◆ **Exercise task**
Reproduce the data below word for word, with every line unchanged.

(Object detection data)
+---+
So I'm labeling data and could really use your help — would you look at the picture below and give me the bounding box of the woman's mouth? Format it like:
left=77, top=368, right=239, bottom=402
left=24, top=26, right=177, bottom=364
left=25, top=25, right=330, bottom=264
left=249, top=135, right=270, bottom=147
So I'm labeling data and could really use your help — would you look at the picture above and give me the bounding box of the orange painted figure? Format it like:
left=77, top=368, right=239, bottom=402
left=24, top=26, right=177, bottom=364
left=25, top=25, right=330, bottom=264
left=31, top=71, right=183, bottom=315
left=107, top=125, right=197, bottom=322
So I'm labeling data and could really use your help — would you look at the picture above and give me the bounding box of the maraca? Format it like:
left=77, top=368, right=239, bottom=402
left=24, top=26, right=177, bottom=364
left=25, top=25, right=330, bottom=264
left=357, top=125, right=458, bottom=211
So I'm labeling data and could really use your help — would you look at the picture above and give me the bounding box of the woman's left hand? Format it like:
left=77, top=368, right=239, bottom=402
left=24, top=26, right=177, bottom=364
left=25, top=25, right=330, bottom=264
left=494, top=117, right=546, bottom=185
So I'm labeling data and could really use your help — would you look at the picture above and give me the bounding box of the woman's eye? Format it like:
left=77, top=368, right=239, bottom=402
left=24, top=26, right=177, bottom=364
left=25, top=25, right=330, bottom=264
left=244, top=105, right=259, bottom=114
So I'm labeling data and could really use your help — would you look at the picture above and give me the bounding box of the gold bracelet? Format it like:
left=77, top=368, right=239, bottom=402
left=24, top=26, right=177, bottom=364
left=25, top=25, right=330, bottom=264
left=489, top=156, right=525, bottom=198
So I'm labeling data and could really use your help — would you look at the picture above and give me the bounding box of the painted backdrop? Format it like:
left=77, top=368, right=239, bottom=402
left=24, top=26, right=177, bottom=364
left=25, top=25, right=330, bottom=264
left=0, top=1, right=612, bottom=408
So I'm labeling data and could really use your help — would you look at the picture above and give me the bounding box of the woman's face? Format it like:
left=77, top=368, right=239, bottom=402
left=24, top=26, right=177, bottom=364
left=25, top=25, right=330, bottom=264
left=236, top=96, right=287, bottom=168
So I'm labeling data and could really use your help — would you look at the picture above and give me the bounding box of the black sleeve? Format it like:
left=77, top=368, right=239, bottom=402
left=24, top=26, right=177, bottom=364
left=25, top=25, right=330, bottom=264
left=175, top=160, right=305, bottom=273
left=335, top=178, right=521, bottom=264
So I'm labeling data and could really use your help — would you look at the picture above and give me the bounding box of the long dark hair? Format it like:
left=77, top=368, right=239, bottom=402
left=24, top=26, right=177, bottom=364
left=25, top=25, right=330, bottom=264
+---+
◆ **Answer below**
So I'm labeling data and could really use your help — would you look at the picture below and give me the bounding box of the woman's mouth? Format it like:
left=77, top=368, right=239, bottom=402
left=24, top=26, right=177, bottom=364
left=25, top=25, right=330, bottom=264
left=249, top=135, right=270, bottom=147
So I'm labeling data and could really use your help — would you look at the picture above and give me the bounding box of the orange painted figure? Format it like:
left=77, top=368, right=239, bottom=402
left=24, top=26, right=177, bottom=364
left=25, top=25, right=330, bottom=264
left=31, top=71, right=183, bottom=315
left=107, top=125, right=197, bottom=322
So I'm labeling data and could really use your help — would you look at the picture above and give me the bounding box of the maraca? Format it like:
left=77, top=368, right=239, bottom=402
left=24, top=26, right=177, bottom=364
left=25, top=25, right=330, bottom=264
left=357, top=125, right=458, bottom=211
So I'm labeling data and could really use your help — would you look at the picture above and give me the bounding box of the woman's left hand? Format it like:
left=77, top=368, right=239, bottom=402
left=24, top=26, right=177, bottom=364
left=25, top=25, right=330, bottom=264
left=494, top=117, right=546, bottom=185
So I'm labeling data and could really use your help — would you look at the picture above and give me the bounding box of the woman's eye? Format it like:
left=77, top=368, right=239, bottom=402
left=24, top=26, right=177, bottom=364
left=25, top=25, right=330, bottom=264
left=244, top=105, right=259, bottom=114
So I'm labeling data and could really use your help — would you look at the picture above and give me the bounding box of the gold bracelet? Format it like:
left=77, top=368, right=239, bottom=402
left=24, top=26, right=177, bottom=364
left=25, top=25, right=330, bottom=264
left=489, top=156, right=525, bottom=198
So I'm labeling data and could really use your help — would you look at the picture above and give me the bounding box of the painted backdrop? Format it like:
left=77, top=368, right=239, bottom=402
left=24, top=26, right=177, bottom=364
left=25, top=25, right=330, bottom=264
left=0, top=1, right=612, bottom=408
So I'm labeling data and could really use your help — would you look at the picture above and give me the bounding box of the woman's face? Format it like:
left=77, top=368, right=239, bottom=402
left=24, top=26, right=177, bottom=364
left=25, top=25, right=330, bottom=264
left=236, top=96, right=287, bottom=168
So I'm labeling data and could really use your help — would you look at the picture above and give me the bounding box of the black sleeve? Format it like:
left=77, top=368, right=239, bottom=402
left=24, top=26, right=177, bottom=364
left=25, top=25, right=330, bottom=264
left=175, top=160, right=305, bottom=273
left=335, top=178, right=521, bottom=264
So I'm labeling data and could really use your help — would you look at the picture above and give me the bounding box of the long dark hair? Format it like:
left=77, top=368, right=239, bottom=402
left=24, top=26, right=177, bottom=364
left=25, top=25, right=330, bottom=264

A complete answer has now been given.